• _Exercise brief_:
Please pick out and copy each line of the data below that contains the word "blue".

• _Data in this exercise_:
************

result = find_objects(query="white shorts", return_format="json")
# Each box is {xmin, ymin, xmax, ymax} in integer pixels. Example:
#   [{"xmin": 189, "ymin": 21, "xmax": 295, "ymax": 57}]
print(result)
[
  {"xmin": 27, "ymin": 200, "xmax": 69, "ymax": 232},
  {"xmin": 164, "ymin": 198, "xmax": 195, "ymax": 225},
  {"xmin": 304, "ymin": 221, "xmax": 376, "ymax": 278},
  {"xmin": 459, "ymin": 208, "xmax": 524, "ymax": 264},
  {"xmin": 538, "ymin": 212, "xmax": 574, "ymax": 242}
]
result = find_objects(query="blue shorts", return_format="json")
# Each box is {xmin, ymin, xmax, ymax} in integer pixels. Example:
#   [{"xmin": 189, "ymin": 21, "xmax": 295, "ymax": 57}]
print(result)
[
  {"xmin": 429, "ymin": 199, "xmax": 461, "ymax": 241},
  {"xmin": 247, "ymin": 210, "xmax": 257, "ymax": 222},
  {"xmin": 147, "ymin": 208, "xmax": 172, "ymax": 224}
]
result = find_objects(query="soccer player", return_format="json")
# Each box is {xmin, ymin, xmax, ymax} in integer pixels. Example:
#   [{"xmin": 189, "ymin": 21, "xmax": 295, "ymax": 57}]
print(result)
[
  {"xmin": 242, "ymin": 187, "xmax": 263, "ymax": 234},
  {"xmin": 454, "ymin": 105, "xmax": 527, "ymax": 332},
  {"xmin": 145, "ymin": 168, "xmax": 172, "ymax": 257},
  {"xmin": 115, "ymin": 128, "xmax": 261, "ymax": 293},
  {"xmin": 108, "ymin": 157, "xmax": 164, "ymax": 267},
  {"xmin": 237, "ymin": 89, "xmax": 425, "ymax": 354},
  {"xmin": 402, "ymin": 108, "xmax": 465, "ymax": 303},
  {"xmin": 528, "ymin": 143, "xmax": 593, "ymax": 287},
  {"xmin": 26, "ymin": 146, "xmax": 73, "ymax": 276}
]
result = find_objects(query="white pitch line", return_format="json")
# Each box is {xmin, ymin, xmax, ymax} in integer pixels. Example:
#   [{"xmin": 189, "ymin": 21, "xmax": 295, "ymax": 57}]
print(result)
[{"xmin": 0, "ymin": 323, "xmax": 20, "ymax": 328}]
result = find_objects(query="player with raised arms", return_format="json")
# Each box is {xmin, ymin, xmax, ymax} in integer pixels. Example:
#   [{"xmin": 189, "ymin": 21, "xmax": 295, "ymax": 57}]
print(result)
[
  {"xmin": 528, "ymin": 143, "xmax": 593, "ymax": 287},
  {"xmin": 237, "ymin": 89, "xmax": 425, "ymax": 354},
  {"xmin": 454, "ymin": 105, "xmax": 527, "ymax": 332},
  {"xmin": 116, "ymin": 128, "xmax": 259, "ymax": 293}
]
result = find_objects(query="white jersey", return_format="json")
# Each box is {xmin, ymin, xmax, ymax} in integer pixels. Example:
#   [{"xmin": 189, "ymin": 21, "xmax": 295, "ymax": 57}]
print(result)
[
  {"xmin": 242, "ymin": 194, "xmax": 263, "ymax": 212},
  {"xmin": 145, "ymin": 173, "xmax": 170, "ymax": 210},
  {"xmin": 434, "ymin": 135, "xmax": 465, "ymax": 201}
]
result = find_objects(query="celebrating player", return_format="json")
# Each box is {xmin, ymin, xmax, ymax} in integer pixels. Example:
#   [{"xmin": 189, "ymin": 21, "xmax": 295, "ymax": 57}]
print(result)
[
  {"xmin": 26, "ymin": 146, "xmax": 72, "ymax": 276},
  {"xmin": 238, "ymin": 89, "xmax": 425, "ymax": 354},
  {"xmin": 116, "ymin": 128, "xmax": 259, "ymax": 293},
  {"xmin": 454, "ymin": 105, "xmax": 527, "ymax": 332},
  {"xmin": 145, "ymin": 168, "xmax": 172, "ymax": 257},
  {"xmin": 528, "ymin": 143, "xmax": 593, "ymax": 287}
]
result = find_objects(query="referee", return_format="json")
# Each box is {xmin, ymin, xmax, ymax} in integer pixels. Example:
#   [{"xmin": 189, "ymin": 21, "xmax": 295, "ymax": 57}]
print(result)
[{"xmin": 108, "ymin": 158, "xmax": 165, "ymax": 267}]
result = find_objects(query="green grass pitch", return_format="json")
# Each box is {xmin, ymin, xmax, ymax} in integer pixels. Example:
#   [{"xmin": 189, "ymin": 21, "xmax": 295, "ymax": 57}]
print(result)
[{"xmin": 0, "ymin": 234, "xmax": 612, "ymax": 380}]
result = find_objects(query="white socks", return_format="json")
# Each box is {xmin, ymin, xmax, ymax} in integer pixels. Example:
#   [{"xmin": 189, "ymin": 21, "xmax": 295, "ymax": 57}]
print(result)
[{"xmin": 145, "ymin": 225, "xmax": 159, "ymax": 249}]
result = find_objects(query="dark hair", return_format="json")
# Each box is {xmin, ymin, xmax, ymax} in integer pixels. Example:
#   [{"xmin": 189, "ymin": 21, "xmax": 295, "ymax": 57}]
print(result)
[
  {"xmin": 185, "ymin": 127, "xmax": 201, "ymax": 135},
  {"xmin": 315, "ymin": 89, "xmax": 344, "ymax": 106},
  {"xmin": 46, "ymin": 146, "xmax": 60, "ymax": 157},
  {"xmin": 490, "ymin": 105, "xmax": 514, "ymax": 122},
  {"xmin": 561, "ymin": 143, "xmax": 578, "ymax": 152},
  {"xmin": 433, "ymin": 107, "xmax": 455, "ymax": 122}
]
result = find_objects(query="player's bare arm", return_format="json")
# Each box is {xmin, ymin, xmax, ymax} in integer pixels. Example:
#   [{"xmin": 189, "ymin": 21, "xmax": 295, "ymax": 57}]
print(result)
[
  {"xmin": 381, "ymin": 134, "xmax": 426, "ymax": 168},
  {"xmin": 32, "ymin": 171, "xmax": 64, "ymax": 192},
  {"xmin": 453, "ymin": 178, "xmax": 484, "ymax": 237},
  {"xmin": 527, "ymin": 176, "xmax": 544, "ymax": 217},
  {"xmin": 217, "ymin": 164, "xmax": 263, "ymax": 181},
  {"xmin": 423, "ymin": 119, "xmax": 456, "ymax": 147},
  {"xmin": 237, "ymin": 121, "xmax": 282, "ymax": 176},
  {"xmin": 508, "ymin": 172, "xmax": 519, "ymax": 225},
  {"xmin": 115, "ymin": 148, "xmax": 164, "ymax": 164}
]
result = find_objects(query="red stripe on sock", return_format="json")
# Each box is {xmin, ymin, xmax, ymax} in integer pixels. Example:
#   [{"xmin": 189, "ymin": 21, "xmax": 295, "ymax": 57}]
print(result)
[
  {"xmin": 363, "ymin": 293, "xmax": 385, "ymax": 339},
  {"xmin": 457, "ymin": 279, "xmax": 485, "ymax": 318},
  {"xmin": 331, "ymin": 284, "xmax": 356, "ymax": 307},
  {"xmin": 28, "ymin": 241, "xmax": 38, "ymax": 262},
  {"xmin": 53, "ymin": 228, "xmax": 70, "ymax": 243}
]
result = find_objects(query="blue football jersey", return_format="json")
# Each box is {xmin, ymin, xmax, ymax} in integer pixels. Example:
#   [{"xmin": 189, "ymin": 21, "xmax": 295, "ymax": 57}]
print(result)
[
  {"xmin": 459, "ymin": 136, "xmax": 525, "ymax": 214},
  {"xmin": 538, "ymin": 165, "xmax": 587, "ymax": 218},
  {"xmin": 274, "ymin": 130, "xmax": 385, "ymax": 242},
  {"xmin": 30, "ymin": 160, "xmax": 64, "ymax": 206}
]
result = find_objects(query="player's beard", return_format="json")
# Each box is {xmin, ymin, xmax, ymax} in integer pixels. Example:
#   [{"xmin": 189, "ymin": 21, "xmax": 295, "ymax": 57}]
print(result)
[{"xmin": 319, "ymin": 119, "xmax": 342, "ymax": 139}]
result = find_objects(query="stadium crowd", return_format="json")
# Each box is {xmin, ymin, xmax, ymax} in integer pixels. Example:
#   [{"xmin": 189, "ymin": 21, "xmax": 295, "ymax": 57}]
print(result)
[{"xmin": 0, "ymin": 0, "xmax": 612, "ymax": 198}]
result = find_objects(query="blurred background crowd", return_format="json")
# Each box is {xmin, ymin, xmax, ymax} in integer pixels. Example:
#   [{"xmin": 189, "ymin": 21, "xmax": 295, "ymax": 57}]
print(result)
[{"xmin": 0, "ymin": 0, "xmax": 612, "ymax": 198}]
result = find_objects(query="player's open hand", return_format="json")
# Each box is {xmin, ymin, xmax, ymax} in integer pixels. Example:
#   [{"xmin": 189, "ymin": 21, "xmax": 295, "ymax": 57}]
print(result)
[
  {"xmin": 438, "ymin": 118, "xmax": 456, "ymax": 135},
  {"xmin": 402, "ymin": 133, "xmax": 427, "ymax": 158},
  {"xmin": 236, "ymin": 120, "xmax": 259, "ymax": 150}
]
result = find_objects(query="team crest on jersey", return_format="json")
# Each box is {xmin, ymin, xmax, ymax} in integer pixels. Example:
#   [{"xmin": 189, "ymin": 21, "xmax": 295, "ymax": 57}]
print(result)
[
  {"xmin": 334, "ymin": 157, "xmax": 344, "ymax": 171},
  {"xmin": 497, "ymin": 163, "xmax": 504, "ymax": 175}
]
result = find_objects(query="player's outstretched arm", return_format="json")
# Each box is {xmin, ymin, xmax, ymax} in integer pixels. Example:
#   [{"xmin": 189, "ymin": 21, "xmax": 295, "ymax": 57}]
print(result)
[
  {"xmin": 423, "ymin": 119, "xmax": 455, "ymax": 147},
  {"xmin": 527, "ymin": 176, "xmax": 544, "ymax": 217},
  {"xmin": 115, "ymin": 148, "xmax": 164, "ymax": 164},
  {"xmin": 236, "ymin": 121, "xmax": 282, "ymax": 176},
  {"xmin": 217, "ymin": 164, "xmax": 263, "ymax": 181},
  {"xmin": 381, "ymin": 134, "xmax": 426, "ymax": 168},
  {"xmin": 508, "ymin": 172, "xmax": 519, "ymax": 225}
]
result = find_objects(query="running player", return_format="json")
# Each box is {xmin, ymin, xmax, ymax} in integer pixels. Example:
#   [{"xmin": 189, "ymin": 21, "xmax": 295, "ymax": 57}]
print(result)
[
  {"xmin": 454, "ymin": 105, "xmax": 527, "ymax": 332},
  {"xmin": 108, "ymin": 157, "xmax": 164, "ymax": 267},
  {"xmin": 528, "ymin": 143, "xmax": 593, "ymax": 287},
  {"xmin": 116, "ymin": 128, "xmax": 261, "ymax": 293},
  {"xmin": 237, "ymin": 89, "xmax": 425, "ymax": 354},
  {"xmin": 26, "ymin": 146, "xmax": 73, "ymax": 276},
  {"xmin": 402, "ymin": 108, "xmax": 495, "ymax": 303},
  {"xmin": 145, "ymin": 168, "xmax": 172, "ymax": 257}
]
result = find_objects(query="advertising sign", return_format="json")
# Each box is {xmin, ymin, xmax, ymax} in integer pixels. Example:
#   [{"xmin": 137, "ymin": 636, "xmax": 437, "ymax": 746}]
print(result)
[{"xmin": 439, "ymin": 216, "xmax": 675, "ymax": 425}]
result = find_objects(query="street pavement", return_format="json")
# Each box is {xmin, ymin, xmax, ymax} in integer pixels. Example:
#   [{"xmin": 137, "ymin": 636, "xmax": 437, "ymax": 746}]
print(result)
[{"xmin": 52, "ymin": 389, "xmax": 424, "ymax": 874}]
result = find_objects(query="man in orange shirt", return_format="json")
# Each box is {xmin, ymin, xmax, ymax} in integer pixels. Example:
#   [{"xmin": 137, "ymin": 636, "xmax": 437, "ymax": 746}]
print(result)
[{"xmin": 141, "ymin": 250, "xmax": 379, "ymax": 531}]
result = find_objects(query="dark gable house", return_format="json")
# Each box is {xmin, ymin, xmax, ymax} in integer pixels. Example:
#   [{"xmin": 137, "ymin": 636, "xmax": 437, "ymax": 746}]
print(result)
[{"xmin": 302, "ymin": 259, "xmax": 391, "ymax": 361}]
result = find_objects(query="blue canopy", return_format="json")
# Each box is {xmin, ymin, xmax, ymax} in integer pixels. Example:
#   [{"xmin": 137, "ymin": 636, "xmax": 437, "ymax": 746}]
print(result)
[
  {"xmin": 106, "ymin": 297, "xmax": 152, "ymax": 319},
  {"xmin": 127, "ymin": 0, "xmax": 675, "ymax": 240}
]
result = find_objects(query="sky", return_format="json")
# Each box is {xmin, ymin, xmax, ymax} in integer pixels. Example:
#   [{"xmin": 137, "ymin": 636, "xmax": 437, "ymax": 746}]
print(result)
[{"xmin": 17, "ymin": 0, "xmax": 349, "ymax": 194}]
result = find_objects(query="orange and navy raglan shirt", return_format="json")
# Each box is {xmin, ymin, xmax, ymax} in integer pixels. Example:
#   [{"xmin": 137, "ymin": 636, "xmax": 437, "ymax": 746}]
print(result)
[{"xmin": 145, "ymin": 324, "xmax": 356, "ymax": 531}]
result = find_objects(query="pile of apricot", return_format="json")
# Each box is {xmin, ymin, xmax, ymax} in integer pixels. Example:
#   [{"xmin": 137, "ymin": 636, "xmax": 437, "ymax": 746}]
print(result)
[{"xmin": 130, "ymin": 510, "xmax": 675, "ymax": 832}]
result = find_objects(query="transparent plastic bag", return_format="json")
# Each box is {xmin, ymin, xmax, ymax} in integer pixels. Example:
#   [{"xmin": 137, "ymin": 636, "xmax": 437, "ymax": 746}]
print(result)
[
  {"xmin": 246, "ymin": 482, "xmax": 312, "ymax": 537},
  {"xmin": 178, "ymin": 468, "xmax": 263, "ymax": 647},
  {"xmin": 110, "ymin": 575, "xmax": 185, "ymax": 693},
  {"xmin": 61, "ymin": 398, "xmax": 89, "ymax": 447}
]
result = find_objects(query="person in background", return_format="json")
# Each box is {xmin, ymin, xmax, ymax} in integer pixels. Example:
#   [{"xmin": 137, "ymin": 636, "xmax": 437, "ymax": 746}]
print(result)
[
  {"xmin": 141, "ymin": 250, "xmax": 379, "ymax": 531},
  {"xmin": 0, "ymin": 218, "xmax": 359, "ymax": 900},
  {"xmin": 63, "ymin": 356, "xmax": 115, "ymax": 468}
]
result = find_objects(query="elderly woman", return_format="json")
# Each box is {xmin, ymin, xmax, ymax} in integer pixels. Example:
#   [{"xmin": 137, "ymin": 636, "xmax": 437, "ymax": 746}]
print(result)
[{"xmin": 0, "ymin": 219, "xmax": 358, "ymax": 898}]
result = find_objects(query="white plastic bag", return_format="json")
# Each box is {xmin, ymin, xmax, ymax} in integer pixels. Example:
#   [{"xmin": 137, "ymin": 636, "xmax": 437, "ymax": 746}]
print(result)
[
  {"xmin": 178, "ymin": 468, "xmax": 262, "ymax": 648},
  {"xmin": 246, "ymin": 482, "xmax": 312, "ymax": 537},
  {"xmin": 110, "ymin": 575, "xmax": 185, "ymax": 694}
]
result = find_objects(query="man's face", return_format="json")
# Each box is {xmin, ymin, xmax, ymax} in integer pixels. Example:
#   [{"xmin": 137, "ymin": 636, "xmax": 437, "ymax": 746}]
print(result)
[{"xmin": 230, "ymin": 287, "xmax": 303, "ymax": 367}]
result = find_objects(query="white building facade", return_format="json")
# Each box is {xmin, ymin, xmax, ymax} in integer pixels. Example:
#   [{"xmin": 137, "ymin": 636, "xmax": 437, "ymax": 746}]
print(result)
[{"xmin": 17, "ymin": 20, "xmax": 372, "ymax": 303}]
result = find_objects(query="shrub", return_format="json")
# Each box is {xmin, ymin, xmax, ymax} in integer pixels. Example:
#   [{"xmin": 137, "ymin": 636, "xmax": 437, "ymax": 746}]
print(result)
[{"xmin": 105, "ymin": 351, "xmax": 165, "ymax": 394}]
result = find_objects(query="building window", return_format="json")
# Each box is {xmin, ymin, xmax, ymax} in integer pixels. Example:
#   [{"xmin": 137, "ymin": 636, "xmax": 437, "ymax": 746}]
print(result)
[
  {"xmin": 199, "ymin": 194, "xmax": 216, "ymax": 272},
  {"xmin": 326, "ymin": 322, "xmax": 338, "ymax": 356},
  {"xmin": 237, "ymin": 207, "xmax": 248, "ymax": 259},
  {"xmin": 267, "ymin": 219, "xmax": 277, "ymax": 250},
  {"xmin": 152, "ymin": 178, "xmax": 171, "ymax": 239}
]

************

• _Answer_:
result = find_objects(query="blue shorts", return_format="json")
result = find_objects(query="blue football jersey", return_format="json")
result = find_objects(query="blue canopy", return_format="json")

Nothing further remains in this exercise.